### Excerpt provided:

Wild relatives of food crops, such as wheat, host an abundant array of genetic material to help the plants cope with a changing climate.
In a study over 28 years showed that populations of wild wheat accumulated "beneficial mutations" such as a tolerance to temperature increases.
Researchers say the results improve our understanding of how plants are responding to a warming world.
The findings appear in the Proceedings of the National Academy of Sciences.
"We get some very exciting results," explained lead author Yong-Bi Fu, a research scientist from Agriculture and Agri-Food Canada.
"One of which is that we can demonstrate that over 28 years, and 28 generations, you can see the wild relative of the plant accumulate more genetic mutations, and we found that most of the population is still adaptable."
Although the team did find that there were individual specimens in the study that did not survive the conditions associated with a warmer environment, there were others that were able to adapt in such a way that meant they could cope with a warmer world.
The study involved 10 populations of emmer wheat in Israel. Dr Fu say that the temperature increase over the three decades amounted to up to two degrees Celsius, which is similar to the increase that the Paris Climate Agreement hopes to limit global average temperatures from rising above pre-industrial levels.
"That is really exciting because it means that the population is able to get beneficial mutations," Dr Fu told BBC News.
"This mutation is crucial, and we can see that we need a lot of effort to protect and conserve the crop's diversity in the wild, natural population."
The team suggested that this insight helped to improve our knowledge of how plants could adapt to future climate change.
Dr Fu also highlighted the work of UK scientists who, reporting in Nature Biotechnology, who were developing ways to clone disease-resistance (R) genes from wild relatives in order to engineer broad-spectrum resistance in domesticated crops.
He said that a similar approach could be used to clone or use climate-resistant genes from the plants' wild relatives to cross-breed into existing crops in order to make our food crops more climate resilient.
Last year, scientists identified the location of 100,000 wheat genes. This was considered to be a "game changer" in the race to develop climate change-resistant varieties of the vital primary food crop.
The UN has estimated that wheat production needs to be increased by 60% by 2050 in order to feed the population, which by then will have grown to an estimated 9.6 billion.

### Apply what you read:
1. Swap "wild wheat" for "emmer wheat" and give the wild wheat article again, covering everything from "Wild relatives of" down to "Academy of Sciences.".
2. In the wild wheat article, shorten the paragraph beginning "The study involved 10 populations" and keep its main facts.

(Point-per-instance localization data)
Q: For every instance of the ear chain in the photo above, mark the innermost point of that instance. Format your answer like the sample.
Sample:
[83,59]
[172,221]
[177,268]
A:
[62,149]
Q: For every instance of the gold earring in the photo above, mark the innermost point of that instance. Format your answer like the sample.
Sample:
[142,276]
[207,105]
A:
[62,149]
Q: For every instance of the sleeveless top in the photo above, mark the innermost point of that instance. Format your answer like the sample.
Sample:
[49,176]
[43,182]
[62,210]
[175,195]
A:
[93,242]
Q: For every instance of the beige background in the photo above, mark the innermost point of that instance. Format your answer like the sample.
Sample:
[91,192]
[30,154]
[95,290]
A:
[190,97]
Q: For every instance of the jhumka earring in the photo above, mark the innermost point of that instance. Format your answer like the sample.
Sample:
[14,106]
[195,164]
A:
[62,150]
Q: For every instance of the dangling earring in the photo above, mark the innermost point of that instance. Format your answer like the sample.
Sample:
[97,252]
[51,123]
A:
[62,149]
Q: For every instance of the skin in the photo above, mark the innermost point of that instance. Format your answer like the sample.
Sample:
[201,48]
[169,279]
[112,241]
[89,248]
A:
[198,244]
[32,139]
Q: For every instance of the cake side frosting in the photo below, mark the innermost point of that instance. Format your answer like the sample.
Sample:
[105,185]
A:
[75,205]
...
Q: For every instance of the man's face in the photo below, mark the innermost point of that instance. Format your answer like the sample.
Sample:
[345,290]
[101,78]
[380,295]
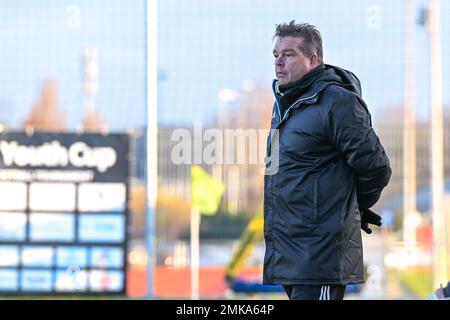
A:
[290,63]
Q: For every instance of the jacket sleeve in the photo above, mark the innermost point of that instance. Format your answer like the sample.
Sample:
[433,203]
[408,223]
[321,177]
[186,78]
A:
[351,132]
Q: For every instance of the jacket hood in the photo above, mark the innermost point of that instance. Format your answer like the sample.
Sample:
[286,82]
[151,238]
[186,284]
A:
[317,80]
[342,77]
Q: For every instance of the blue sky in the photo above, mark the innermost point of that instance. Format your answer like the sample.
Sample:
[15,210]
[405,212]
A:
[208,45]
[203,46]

### Answers below:
1.
Wild relatives of food crops, such as wheat, host an abundant array of genetic material to help the plants cope with a changing climate.
In a study over 28 years showed that populations of emmer wheat accumulated "beneficial mutations" such as a tolerance to temperature increases.
Researchers say the results improve our understanding of how plants are responding to a warming world.
The findings appear in the Proceedings of the National Academy of Sciences.

2. The study covered 10 emmer wheat populations in Israel. Dr Fu says temperatures there rose by up to two degrees Celsius over the three decades. That rise is similar to the limit on global warming above pre-industrial levels that the Paris Climate Agreement hopes to set.